**OBJECTIVE**: Copy out the lines of the listing below, word for word, starting at the line containing "spot: rice terrace => coords" and running to the listing's last line, with both of those lines included.
▶
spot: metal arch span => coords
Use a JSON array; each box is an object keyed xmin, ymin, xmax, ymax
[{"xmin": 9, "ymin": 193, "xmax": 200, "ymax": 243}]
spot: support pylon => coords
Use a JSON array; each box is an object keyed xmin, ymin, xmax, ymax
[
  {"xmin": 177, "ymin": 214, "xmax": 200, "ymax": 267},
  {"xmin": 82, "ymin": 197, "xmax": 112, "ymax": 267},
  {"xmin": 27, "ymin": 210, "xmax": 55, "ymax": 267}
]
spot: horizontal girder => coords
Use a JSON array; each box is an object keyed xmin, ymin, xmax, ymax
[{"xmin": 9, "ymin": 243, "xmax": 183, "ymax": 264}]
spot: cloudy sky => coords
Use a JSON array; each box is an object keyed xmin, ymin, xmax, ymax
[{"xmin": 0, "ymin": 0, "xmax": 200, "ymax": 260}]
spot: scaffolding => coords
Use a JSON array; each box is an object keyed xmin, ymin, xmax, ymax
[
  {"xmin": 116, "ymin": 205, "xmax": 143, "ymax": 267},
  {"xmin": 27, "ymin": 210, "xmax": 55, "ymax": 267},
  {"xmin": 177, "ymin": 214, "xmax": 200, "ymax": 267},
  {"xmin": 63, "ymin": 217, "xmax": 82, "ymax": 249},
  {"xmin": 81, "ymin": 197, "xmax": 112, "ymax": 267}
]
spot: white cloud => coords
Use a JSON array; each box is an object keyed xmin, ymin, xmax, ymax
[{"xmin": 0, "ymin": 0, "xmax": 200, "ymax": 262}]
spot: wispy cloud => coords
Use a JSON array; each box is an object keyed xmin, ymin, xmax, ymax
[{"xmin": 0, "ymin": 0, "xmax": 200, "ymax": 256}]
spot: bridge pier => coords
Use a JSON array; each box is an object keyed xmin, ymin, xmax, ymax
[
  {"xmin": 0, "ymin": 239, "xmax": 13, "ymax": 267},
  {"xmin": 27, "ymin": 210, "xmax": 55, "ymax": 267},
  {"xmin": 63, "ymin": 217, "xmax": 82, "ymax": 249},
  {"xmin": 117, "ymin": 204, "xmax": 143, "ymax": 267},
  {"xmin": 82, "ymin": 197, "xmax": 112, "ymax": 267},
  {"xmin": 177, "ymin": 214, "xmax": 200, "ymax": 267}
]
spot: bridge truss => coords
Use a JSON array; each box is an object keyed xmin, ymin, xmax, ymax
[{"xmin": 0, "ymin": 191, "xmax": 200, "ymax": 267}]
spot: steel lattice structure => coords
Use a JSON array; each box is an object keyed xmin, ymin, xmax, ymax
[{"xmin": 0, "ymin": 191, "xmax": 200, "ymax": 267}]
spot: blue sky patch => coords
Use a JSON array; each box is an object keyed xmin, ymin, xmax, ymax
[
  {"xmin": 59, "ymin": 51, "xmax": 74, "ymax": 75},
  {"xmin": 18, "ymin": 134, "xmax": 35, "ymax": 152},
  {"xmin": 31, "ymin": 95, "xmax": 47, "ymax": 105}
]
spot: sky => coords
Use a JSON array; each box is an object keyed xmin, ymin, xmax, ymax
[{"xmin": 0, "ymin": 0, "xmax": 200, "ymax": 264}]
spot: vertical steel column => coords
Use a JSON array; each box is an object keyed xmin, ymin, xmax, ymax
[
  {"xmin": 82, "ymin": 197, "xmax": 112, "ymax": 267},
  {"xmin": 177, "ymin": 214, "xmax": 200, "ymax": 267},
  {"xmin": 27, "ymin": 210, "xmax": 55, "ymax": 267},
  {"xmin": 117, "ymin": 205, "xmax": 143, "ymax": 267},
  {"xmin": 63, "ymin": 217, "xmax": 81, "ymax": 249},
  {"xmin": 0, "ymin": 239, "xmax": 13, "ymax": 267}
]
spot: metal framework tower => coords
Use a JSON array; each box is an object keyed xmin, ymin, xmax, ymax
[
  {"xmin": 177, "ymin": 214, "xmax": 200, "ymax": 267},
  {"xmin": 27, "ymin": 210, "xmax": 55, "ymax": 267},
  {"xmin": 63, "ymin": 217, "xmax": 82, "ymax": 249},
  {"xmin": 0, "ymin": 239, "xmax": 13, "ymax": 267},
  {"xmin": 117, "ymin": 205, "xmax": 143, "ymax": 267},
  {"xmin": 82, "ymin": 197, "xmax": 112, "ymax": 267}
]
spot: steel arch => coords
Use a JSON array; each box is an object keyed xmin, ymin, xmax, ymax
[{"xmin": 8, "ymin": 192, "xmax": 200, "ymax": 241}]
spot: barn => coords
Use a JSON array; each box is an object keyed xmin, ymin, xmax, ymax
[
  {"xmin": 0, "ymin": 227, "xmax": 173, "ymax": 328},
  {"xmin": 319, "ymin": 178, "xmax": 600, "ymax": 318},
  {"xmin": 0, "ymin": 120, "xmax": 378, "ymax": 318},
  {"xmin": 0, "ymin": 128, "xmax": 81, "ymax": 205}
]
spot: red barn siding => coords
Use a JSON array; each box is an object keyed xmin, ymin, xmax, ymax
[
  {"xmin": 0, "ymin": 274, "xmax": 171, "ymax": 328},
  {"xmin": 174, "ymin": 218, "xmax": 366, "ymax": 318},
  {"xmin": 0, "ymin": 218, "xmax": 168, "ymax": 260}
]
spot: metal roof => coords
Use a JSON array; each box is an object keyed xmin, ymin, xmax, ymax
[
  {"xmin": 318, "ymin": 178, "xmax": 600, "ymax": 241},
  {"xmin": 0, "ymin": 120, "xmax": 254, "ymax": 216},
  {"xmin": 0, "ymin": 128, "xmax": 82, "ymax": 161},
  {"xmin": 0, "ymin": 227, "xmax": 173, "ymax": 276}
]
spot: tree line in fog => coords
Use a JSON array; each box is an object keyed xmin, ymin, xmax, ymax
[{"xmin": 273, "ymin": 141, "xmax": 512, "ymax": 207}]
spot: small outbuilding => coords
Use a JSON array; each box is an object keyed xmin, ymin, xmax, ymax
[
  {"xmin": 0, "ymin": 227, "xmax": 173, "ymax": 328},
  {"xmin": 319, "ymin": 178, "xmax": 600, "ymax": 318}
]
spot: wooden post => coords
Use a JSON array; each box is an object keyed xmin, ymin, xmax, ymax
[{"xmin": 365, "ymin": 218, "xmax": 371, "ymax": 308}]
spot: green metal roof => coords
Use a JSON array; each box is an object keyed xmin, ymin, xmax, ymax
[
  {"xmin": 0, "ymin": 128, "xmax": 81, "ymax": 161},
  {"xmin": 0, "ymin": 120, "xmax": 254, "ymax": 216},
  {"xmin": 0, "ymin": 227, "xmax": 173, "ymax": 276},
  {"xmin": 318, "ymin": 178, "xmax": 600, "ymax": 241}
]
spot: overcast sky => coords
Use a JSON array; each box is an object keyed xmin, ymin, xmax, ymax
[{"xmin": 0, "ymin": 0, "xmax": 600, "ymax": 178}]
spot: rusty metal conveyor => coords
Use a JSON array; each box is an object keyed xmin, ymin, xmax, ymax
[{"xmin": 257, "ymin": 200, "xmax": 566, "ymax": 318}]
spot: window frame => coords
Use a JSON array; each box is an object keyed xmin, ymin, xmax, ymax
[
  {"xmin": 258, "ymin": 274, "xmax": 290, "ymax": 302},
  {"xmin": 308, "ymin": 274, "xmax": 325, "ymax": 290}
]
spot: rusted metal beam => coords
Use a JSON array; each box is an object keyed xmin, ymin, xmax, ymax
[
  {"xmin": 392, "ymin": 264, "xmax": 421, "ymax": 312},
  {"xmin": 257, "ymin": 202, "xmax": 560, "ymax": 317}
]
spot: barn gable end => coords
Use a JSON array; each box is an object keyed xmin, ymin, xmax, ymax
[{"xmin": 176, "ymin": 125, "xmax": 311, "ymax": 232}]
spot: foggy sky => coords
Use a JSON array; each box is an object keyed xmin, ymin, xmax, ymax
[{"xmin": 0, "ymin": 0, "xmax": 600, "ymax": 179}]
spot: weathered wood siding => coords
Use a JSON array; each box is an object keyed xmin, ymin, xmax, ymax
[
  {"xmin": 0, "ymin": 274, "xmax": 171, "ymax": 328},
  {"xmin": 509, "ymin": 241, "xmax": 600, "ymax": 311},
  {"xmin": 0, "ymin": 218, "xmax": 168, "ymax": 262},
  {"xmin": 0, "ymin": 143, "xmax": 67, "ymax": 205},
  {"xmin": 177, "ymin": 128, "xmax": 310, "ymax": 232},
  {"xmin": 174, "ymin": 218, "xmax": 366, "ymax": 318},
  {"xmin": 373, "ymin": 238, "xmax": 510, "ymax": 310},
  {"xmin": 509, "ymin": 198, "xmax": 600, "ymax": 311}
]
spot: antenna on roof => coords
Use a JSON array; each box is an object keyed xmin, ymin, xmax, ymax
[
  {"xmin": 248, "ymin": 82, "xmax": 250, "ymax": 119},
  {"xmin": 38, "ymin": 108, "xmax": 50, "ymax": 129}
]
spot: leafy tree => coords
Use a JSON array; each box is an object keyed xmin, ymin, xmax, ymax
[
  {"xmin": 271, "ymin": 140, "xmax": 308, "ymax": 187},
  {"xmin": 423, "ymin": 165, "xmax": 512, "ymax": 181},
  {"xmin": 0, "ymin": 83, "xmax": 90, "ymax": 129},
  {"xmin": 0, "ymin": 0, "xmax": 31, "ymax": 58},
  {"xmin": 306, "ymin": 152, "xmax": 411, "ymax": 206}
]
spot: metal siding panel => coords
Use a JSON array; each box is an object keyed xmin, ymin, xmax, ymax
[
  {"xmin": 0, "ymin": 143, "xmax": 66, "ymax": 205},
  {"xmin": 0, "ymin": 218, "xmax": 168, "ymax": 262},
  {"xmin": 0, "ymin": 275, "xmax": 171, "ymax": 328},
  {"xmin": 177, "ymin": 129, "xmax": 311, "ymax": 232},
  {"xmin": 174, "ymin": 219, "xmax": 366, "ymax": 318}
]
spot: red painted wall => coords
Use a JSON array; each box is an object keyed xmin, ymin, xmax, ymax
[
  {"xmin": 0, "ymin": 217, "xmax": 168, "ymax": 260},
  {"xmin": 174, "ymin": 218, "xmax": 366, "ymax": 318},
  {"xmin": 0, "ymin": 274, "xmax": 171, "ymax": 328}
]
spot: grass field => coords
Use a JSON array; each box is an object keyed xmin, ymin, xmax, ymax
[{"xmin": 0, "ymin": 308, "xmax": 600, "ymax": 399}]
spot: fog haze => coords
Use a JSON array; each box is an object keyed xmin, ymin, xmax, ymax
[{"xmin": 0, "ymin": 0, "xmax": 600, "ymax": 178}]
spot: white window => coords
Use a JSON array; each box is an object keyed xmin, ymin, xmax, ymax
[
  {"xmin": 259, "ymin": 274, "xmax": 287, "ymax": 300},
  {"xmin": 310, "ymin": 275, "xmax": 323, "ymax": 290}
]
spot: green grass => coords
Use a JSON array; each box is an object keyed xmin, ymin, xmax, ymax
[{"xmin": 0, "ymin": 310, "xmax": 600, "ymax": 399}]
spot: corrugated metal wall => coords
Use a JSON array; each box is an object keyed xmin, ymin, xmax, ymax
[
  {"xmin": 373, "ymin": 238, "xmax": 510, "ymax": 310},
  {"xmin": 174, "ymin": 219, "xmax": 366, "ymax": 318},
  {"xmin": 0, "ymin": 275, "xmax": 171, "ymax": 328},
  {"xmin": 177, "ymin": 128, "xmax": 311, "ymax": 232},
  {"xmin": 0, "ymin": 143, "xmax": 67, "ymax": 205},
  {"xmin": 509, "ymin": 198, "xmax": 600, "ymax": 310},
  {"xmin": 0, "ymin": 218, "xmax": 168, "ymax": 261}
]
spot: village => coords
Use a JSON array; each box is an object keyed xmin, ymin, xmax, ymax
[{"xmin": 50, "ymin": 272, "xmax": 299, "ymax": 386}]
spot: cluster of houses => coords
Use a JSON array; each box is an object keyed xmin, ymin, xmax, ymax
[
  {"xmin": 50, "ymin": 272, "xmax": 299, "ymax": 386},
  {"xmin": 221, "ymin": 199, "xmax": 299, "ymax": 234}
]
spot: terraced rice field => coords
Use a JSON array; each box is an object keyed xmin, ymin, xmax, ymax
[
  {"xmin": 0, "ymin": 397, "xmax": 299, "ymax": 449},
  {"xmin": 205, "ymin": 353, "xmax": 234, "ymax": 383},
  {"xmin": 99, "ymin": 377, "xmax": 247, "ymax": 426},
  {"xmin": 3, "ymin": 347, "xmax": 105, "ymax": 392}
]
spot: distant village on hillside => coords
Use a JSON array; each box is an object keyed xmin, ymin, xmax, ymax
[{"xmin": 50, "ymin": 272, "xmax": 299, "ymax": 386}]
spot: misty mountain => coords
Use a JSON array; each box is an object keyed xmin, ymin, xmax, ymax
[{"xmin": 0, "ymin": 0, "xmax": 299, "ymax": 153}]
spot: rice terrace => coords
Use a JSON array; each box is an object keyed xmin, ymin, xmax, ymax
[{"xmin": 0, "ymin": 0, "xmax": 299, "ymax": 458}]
◀
**TASK RESULT**:
spot: rice terrace => coords
Use a JSON array; each box is an object keyed xmin, ymin, xmax, ymax
[{"xmin": 0, "ymin": 0, "xmax": 299, "ymax": 458}]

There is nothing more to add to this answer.